[Dataset entries]
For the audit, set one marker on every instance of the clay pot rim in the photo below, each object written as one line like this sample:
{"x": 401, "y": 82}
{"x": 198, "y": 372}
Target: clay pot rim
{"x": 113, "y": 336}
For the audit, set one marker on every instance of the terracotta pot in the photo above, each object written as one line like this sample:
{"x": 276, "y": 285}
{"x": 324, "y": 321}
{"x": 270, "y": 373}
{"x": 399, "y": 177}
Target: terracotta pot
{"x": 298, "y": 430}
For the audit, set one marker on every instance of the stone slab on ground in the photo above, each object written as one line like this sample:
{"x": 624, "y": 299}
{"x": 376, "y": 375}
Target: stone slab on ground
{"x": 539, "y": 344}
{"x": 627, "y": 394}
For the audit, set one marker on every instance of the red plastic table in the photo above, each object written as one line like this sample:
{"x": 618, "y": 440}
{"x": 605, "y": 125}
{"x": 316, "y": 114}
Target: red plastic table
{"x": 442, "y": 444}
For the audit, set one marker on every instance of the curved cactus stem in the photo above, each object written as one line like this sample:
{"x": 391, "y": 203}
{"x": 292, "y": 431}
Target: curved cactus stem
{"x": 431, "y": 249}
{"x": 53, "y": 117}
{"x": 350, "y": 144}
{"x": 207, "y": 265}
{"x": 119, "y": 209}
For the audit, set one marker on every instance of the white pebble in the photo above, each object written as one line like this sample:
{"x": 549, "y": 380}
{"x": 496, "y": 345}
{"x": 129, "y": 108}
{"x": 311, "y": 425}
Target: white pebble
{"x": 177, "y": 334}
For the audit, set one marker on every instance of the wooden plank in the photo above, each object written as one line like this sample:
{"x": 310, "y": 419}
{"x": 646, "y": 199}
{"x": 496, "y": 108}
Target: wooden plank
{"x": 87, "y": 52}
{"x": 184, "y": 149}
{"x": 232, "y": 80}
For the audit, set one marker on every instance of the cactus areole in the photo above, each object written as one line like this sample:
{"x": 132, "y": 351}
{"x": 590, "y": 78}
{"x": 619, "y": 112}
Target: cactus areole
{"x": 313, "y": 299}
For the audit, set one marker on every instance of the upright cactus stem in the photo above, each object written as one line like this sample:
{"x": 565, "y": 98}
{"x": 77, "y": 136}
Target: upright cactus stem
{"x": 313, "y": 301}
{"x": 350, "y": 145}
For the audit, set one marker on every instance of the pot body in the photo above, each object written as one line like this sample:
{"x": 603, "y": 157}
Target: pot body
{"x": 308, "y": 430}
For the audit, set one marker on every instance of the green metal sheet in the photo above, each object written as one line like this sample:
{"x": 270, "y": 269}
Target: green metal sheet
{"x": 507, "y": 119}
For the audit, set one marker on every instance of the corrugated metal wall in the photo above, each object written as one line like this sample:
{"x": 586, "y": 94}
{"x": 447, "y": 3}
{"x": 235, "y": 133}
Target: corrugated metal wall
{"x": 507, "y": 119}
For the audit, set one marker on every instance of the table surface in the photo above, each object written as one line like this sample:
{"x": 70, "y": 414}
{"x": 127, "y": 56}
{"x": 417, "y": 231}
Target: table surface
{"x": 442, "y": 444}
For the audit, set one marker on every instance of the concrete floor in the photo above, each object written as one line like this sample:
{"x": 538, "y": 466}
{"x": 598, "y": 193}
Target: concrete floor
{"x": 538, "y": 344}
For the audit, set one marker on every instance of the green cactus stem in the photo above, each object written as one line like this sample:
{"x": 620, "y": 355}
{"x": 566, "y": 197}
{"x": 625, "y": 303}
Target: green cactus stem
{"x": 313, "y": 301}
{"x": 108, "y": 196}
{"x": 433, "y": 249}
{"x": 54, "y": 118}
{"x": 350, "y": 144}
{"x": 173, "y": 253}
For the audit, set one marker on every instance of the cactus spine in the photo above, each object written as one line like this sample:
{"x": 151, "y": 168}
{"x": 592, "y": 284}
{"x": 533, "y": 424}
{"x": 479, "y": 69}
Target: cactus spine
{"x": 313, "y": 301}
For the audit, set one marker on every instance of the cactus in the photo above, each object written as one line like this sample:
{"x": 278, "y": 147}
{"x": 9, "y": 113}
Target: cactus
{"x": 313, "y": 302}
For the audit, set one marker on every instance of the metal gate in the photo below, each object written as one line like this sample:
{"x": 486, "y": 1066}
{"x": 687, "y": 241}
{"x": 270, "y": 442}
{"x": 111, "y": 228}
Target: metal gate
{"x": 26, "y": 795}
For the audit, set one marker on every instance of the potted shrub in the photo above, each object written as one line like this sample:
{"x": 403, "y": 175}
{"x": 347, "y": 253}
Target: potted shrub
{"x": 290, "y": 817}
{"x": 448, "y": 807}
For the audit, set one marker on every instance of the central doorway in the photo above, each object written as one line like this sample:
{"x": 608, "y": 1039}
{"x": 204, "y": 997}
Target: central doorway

**WHAT YOU HAVE TO DO**
Pull out the lines above, starting at the line that contains "the green cactus" and running through the very last line, and copy them word for word.

**SOLUTION**
For the audit, set one marker on every instance of the green cactus stem in the photo above, each object written as one line like this sample:
{"x": 620, "y": 355}
{"x": 566, "y": 197}
{"x": 625, "y": 303}
Target: green cactus stem
{"x": 313, "y": 301}
{"x": 108, "y": 196}
{"x": 433, "y": 249}
{"x": 54, "y": 118}
{"x": 350, "y": 144}
{"x": 173, "y": 253}
For the audit, set one marker on every instance of the cactus spine in the photo above, each object written as one line like this sample:
{"x": 151, "y": 168}
{"x": 592, "y": 284}
{"x": 533, "y": 424}
{"x": 479, "y": 69}
Target: cactus spine
{"x": 313, "y": 301}
For the audit, set one marker on every instance of the cactus in the photo above, each object written as one line like this sample:
{"x": 278, "y": 147}
{"x": 9, "y": 113}
Target: cactus
{"x": 313, "y": 302}
For the audit, set one marker on every instance of the metal gate in the photo below, each object written as one line like this sample:
{"x": 486, "y": 1066}
{"x": 687, "y": 241}
{"x": 270, "y": 442}
{"x": 111, "y": 228}
Target: metal gate
{"x": 26, "y": 795}
For the audit, set one marker on every instance of the potted shrub in the photo above, each object written as one line like this sample:
{"x": 403, "y": 175}
{"x": 347, "y": 253}
Target: potted shrub
{"x": 290, "y": 817}
{"x": 448, "y": 807}
For the audit, set one marker on every instance of the central doorway in the photo above, each object written as one line like this sample:
{"x": 608, "y": 1039}
{"x": 204, "y": 997}
Target: central doorway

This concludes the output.